OBJECTIVES:
(1) Retype the passage on third-party funding in arbitration word for word, beginning at the words "First, which reasons" and stopping after "function as the UK.".
(2) List the areas of concern that, according to the passage on third-party funding in arbitration, the UK Litigation Funder's Code of Conduct identified in 2014.

SELECTION:
Against this background, Lord Goldsmith invited us to explore three topics.
First, which reasons underlie the increase in third party funding in arbitration, and will this trend continue? In particular, why the increased focus on arbitration as a ripe field for funding? In large part, the thinking was that this appetite was mostly associated with the high value of arbitration claims, the perceived finality of awards, and the relative ease of enforcement of awards. The question whether enforceability may be hampered by arbitrators’ limited ability to grant interim relief to claimants in arbitration compared to litigation was not investigated, however. It is a question to consider seriously, especially in jurisdictions where the courts are not as supportive of the arbitral function as the UK.
Second, which issues – particularly ethical and conflict issues – does third-party funding give rise to, and how can these be addressed? Lord Goldsmith noted that the UK Litigation Funder’s Code of Conduct issued in 2014 identified the following areas of concern: (i) confidentiality of funding arrangements (a thing that lawyers take for granted but should not necessarily be the norm for third-party funding), (ii) protection of claimants being funded, (iii) the permissibility or otherwise of control of the litigation proceedings by a third-party funder (this is apparently condoned by Australian law but is at risk of breaching English law), (iv) responsibility of funders for costs, and (v) the obligation that funds must in fact be readily available by a funder. A very recent decision on the permissibility to grant security for costs against a third party-funded litigant in an ICSID case involving the Venezuelan state has placed renewed emphasis on this last aspect, although the outcome of that decision is pending.
As to control of litigation proceedings, one participant emphasised that this varies from funder to funder, with some being more interventionist than others. Against the prospect of an adverse costs order against a funder – which has not yet, to participants’ knowledge, been imposed – I would suggest that it is difficult not to be interventionist and to step in to ensure that an arbitration is being run effectively. The temptation, however, is to take on a matter without adequate due diligence (for example, failing to conduct adequate checks as to whether the law firm/ lawyer chosen by the client to represent it is capable of handling the case being funded). This may cause irresolvable problems later in the process. On this, Lord Goldsmith’s opinion was that if funders should indeed be allowed to control the arbitration, it would stand to reason that their liability in the proceedings (i.e. whether they could face an adverse costs order) would become unlimited.

DATASET ROWS:

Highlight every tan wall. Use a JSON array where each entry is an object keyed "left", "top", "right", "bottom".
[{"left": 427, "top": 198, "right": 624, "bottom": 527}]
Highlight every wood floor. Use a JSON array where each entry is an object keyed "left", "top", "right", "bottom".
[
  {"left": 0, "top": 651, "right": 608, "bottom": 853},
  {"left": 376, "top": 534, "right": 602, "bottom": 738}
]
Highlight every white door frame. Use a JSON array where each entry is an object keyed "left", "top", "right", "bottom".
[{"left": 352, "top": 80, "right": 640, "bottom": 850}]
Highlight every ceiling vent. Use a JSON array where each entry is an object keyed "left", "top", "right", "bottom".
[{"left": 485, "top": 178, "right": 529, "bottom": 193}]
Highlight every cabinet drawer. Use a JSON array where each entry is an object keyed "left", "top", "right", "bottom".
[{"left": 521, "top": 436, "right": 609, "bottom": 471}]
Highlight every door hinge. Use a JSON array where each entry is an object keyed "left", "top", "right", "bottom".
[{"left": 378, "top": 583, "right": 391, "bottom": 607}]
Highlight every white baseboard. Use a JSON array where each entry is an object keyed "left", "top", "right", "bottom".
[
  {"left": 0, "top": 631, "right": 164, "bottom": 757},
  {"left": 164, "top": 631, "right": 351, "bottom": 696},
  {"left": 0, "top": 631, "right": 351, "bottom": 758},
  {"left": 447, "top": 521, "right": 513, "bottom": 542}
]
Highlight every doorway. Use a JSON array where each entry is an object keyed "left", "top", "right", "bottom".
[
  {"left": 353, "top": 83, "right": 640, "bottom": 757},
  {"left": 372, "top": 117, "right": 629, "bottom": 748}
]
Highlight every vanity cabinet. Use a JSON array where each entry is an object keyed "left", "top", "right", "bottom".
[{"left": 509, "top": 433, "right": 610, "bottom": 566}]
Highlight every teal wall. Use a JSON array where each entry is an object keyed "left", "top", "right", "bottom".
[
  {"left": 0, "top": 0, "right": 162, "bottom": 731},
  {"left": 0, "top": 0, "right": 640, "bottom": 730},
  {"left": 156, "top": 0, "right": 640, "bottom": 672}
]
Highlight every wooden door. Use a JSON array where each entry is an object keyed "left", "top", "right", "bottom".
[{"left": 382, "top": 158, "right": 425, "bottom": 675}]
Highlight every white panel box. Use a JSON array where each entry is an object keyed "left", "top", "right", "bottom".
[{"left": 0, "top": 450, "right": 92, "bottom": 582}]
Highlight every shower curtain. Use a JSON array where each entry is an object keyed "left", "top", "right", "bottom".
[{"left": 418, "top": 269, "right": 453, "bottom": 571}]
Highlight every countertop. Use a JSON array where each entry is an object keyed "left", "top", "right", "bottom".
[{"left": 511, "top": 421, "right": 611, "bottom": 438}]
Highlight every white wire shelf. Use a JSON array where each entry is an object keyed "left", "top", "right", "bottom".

SOLUTION LIST:
(1)
First, which reasons underlie the increase in third party funding in arbitration, and will this trend continue? In particular, why the increased focus on arbitration as a ripe field for funding? In large part, the thinking was that this appetite was mostly associated with the high value of arbitration claims, the perceived finality of awards, and the relative ease of enforcement of awards. The question whether enforceability may be hampered by arbitrators’ limited ability to grant interim relief to claimants in arbitration compared to litigation was not investigated, however. It is a question to consider seriously, especially in jurisdictions where the courts are not as supportive of the arbitral function as the UK.

(2)
- Confidentiality of funding arrangements
- Protection of claimants being funded
- The permissibility or otherwise of control of the litigation proceedings by a third-party funder
- Responsibility of funders for costs
- The obligation that funds must in fact be readily available by a funder